- **Problem to solve**:
Retype the material below word for word, beginning at the line that contains "find every textured" and stopping after the final line of the material.

- **Listed records**:
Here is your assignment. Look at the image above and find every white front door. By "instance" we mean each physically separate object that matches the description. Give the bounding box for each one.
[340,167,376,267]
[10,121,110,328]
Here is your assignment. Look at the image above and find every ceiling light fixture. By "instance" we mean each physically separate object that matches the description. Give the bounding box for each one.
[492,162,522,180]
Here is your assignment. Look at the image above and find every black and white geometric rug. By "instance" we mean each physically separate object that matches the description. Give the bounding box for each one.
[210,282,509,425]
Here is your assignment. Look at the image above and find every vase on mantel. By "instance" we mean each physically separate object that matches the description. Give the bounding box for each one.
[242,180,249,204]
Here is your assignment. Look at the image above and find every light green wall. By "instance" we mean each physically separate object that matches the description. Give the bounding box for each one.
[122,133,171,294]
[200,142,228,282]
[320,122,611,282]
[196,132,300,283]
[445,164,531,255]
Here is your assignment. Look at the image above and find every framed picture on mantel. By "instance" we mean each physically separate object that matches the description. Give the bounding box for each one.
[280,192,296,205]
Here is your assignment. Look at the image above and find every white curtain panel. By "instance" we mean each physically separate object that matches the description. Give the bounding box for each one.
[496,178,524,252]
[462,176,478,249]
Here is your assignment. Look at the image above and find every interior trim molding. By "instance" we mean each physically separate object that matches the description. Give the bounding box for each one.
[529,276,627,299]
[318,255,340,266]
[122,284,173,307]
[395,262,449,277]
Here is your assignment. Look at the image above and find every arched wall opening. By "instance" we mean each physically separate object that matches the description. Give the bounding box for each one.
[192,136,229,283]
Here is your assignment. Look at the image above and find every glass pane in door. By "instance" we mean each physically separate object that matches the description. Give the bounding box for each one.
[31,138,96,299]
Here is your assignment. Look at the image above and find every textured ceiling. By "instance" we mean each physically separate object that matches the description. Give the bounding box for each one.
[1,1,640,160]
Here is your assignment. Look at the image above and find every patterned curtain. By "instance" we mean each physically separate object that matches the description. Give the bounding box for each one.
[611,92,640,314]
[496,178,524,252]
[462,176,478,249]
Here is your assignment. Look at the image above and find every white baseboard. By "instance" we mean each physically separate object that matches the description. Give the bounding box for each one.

- **Output of the exercise**:
Here is your assignment. Look at the image above and find every textured ceiling. By "instance" we mean each physically separate object that matches the description. Give the bounding box for each one.
[1,1,640,160]
Here is your assignment. Look at the image above and find every patterned curtain. By "instance" we mean each physically separate object that matches the description. Give the bounding box for each one.
[611,92,640,314]
[496,178,524,252]
[462,176,478,249]
Here is your assignment. Look at the image above and find every white baseboard. By "instance" we mean each physically separate object that matches the description. Give the bounding box for each one.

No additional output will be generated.